THE TASK: Print nothing but the lines below starting at the line that holds "Target: man's ear" and ending at the line that holds "Spot the young", including both, each exactly as written.

TASK DATA:
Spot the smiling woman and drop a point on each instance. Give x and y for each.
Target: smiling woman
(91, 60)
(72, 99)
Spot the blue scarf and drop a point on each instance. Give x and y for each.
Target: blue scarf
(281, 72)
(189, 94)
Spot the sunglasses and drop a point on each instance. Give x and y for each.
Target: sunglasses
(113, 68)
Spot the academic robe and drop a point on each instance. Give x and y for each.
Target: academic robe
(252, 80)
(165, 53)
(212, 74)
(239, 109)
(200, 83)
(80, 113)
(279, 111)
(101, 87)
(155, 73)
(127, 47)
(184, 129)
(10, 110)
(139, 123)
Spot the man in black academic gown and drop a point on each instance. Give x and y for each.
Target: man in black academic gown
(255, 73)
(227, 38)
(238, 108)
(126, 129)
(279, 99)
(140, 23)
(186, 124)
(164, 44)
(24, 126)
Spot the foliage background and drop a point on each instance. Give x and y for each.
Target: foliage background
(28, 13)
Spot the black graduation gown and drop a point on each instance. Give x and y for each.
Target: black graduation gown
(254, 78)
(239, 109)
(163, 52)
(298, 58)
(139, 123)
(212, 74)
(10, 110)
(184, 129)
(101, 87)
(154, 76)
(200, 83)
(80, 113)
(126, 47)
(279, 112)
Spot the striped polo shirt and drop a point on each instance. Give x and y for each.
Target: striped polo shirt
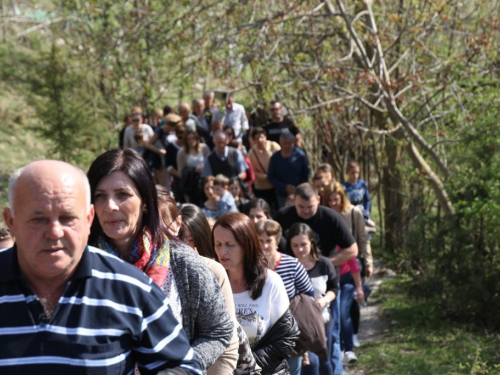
(294, 276)
(110, 317)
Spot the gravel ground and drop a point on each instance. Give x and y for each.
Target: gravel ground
(371, 326)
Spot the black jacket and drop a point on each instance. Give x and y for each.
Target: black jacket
(277, 344)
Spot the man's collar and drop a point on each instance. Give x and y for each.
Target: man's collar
(10, 270)
(226, 150)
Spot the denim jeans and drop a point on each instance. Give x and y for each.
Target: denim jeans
(346, 298)
(318, 365)
(335, 352)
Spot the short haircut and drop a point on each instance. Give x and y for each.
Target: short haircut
(306, 191)
(139, 135)
(258, 131)
(336, 187)
(220, 132)
(258, 203)
(255, 263)
(323, 168)
(167, 206)
(221, 180)
(301, 228)
(351, 165)
(206, 180)
(5, 234)
(270, 227)
(18, 172)
(286, 135)
(194, 220)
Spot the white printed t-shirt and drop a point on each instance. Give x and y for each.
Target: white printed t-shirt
(257, 316)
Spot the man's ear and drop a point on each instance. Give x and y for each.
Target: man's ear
(90, 215)
(9, 219)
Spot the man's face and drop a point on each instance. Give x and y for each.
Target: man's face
(51, 225)
(306, 209)
(209, 100)
(261, 141)
(220, 142)
(287, 145)
(275, 111)
(322, 180)
(136, 119)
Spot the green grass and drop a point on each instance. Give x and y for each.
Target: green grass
(419, 340)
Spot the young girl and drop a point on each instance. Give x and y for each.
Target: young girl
(237, 193)
(302, 241)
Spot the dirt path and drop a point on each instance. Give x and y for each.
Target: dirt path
(371, 326)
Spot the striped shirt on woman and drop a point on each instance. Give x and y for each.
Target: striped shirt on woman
(294, 276)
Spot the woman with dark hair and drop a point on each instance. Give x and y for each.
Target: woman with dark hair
(196, 233)
(260, 296)
(302, 241)
(129, 226)
(237, 193)
(257, 209)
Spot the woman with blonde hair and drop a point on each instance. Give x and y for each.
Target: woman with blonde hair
(350, 279)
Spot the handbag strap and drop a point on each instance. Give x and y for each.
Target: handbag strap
(258, 161)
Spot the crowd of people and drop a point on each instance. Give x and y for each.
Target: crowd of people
(197, 246)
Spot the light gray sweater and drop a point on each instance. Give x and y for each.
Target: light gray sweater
(204, 314)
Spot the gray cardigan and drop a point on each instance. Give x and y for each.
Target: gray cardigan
(204, 315)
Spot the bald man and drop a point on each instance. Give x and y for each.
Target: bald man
(68, 308)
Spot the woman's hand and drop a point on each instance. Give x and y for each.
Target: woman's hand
(361, 295)
(322, 302)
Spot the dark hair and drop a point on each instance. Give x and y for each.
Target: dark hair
(236, 181)
(167, 206)
(185, 143)
(221, 180)
(195, 221)
(301, 228)
(133, 165)
(323, 168)
(258, 131)
(228, 127)
(306, 191)
(270, 227)
(258, 203)
(255, 264)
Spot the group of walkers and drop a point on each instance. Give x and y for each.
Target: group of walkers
(262, 269)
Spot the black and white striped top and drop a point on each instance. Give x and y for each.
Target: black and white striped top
(294, 276)
(110, 317)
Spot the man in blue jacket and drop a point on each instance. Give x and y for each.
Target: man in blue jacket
(288, 168)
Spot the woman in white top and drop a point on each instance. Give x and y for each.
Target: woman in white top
(260, 298)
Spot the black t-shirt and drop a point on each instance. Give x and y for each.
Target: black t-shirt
(274, 129)
(329, 226)
(322, 268)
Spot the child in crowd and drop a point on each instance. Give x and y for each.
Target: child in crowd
(6, 239)
(357, 189)
(237, 193)
(226, 202)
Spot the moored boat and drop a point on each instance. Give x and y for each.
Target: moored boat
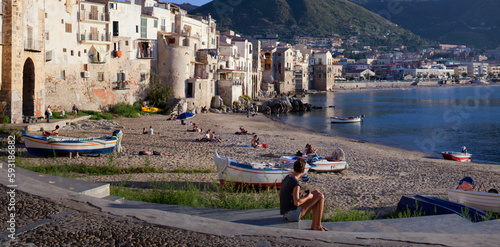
(346, 119)
(47, 146)
(322, 164)
(489, 202)
(458, 156)
(253, 174)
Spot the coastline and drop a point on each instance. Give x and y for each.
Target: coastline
(377, 177)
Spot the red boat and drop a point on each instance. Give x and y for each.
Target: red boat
(458, 156)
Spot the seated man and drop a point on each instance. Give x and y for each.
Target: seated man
(294, 206)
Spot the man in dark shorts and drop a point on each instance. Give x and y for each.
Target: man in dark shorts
(294, 206)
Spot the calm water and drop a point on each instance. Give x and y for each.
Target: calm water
(429, 120)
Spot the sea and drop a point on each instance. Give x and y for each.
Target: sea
(429, 120)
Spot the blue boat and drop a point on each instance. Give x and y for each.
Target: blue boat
(47, 146)
(435, 206)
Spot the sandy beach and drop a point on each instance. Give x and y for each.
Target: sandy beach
(376, 179)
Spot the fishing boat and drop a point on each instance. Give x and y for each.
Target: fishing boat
(254, 174)
(322, 164)
(427, 205)
(48, 145)
(489, 202)
(346, 119)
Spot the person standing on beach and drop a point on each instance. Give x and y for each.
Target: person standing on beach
(294, 206)
(48, 113)
(75, 110)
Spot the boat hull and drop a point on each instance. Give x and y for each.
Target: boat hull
(457, 156)
(345, 120)
(44, 146)
(489, 202)
(237, 174)
(322, 165)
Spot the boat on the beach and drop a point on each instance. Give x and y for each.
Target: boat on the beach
(346, 119)
(48, 145)
(427, 205)
(458, 156)
(232, 173)
(322, 164)
(489, 202)
(151, 109)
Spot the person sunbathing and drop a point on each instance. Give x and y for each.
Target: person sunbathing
(255, 142)
(213, 138)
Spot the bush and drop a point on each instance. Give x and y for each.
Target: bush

EXPECTED ANSWER:
Target: man's ear
(90, 215)
(9, 219)
Spot the man's face and drop a point on each instance. Give x and y for each.
Target: man's face
(51, 225)
(306, 209)
(209, 100)
(261, 141)
(220, 142)
(287, 145)
(275, 111)
(322, 180)
(136, 119)
Spot the green grass and drop a point on each instance. Give x and y for each.
Target: green grass
(419, 340)
Spot the young girl and drop a point on each instance. Give x and y for each.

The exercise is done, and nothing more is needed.